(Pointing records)
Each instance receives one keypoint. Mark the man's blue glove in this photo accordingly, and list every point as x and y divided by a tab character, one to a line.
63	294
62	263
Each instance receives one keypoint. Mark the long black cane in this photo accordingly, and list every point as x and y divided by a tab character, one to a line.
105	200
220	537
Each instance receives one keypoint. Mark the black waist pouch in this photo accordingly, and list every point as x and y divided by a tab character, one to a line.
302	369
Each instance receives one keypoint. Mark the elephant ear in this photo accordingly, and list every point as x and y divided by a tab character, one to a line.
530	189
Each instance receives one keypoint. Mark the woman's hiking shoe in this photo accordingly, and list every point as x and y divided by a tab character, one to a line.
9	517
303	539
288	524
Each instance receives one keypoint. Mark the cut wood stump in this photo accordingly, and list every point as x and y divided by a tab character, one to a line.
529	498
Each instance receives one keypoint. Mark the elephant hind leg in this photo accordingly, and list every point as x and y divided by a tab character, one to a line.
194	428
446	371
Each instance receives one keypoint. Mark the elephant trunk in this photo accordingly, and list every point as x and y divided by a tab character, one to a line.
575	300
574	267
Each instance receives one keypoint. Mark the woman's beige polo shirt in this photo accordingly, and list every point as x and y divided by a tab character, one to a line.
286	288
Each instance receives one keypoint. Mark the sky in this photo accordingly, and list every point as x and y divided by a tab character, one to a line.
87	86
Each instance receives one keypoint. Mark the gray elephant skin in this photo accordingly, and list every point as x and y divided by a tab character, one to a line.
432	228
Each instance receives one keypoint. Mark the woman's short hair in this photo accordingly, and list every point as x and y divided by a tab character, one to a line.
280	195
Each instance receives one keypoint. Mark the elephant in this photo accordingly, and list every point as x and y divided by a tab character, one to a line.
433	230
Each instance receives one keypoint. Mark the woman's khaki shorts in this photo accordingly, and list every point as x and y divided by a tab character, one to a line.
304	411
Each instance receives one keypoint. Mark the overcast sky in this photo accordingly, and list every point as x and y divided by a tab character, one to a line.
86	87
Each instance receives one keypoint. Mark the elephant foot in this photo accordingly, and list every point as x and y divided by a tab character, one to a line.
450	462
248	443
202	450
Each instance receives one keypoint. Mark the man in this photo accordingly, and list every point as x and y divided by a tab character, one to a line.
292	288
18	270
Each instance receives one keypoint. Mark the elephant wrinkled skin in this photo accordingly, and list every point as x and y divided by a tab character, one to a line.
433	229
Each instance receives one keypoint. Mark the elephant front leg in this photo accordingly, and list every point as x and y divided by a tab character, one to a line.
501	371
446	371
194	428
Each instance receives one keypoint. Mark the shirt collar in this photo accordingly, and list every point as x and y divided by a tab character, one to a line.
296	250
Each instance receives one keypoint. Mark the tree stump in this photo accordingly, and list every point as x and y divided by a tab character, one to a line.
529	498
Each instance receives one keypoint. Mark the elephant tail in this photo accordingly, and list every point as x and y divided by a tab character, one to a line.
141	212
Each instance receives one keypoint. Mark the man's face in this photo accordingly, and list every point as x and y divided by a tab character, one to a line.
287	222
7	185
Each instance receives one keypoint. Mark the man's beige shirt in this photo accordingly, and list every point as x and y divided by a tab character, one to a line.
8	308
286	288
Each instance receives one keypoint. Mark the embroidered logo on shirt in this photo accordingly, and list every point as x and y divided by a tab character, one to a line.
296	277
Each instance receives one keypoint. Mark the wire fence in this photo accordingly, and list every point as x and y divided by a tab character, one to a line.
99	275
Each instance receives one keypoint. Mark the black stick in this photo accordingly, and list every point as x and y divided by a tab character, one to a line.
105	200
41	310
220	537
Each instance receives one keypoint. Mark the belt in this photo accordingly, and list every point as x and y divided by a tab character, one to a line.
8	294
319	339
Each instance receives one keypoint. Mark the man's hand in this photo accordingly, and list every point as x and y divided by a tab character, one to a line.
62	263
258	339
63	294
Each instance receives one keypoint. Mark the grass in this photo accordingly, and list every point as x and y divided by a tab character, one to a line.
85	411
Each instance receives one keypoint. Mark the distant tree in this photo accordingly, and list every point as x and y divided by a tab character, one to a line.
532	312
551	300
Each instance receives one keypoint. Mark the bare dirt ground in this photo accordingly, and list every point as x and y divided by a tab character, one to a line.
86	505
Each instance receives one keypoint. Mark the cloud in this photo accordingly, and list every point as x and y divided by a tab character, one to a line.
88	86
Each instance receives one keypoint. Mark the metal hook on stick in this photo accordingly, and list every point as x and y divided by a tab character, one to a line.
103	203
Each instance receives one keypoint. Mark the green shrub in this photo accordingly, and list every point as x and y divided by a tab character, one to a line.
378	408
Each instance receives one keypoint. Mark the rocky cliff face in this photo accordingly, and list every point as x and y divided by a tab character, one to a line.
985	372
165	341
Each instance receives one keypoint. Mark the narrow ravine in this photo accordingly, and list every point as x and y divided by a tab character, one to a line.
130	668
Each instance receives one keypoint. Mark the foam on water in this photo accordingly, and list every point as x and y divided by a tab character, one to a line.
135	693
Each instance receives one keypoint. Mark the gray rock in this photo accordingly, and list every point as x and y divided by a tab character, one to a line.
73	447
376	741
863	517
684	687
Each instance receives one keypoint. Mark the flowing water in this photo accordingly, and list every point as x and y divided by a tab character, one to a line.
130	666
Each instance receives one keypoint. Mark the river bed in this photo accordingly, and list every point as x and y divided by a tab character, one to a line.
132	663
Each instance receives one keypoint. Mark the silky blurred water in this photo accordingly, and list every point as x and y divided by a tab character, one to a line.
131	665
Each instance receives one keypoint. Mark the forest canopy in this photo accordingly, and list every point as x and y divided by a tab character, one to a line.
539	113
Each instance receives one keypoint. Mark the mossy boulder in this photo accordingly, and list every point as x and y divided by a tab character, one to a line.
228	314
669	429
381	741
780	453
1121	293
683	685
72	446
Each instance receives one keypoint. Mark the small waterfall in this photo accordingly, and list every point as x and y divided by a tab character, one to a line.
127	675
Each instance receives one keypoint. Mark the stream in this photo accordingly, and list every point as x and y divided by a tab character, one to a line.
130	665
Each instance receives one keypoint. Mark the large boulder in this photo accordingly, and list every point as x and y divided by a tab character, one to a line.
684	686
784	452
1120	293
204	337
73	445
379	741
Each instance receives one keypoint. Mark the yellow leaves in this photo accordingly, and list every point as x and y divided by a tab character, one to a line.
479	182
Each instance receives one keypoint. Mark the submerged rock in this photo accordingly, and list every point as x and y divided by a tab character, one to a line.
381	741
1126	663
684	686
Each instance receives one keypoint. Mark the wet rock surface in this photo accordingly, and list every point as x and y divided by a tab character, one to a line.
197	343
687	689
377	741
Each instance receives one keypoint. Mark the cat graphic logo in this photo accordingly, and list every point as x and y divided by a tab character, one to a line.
--
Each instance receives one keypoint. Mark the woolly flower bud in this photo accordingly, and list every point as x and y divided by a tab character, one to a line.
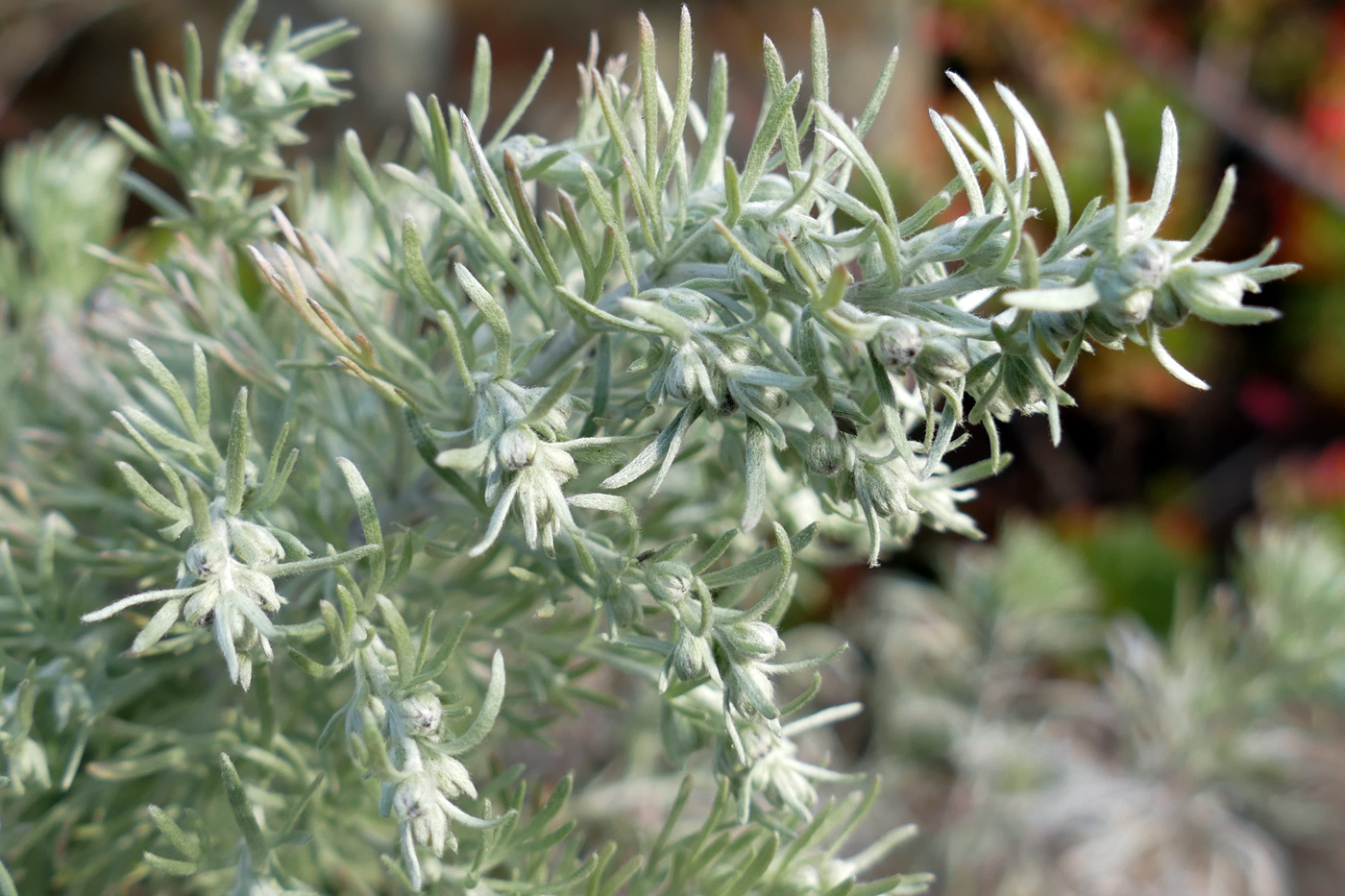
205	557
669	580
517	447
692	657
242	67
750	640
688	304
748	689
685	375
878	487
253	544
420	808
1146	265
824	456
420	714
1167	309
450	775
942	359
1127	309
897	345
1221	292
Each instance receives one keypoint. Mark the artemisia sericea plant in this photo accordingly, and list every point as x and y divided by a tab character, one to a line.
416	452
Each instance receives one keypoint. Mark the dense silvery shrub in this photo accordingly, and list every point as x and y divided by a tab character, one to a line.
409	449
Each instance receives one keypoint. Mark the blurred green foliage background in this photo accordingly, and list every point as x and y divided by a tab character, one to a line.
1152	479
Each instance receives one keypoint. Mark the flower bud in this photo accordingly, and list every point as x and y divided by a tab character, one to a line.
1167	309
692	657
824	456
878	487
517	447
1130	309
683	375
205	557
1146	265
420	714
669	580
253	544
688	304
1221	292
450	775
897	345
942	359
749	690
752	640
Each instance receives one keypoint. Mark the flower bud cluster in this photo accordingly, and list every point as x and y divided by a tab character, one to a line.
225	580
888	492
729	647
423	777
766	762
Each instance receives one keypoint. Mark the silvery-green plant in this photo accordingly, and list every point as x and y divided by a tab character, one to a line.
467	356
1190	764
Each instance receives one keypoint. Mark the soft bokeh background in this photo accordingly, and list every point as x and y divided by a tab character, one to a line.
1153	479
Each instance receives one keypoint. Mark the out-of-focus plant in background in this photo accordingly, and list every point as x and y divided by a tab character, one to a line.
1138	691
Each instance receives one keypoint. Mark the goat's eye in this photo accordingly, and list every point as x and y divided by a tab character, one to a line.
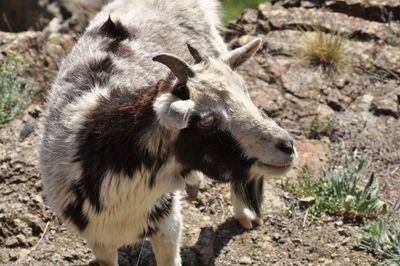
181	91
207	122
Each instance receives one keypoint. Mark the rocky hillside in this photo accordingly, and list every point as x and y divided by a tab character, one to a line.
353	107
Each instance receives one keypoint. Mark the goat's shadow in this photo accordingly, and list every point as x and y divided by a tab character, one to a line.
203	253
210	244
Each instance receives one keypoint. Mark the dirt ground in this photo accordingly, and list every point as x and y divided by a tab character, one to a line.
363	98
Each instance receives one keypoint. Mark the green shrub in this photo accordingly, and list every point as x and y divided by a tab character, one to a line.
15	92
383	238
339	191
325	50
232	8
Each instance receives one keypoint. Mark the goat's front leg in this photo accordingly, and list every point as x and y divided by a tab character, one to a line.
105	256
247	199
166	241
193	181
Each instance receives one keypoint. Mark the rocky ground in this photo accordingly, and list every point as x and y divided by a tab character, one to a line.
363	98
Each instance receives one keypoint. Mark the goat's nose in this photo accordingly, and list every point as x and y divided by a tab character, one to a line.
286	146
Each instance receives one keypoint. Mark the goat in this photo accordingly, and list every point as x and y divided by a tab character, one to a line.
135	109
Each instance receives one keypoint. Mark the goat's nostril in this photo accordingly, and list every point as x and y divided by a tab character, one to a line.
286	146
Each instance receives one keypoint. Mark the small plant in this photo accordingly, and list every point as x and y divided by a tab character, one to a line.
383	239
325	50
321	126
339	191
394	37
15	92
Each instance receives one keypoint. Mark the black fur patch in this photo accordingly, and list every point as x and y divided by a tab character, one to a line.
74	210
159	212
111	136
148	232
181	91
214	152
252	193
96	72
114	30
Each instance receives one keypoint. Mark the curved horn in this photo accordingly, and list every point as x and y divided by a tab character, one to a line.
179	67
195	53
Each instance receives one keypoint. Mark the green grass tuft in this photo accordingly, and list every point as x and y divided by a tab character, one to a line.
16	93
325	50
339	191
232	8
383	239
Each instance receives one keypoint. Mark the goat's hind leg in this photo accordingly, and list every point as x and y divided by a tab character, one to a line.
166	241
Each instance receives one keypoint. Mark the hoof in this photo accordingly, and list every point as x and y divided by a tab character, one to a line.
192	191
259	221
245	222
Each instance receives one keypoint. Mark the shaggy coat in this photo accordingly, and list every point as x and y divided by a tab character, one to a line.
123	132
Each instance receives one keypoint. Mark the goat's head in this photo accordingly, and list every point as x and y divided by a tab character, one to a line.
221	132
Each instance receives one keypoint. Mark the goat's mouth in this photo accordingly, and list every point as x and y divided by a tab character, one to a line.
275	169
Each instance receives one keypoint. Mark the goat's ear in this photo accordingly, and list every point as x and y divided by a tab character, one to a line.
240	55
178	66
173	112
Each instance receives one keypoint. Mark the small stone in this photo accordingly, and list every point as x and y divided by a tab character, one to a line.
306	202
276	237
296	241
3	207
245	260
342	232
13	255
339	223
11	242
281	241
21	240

■ REQUEST
Pull out each line of the listing that contains the word "tree" and copy it unchanged.

■ TASK SOLUTION
Each instance receives one keypoint. Mark the tree stump in this photo accordingly, and list every point as x and y divided by a tab character, one to a line.
Each instance receives one keypoint. Mark the distant tree in this photo accordingly, and list every point as x and y divided by a tab character, one to a line.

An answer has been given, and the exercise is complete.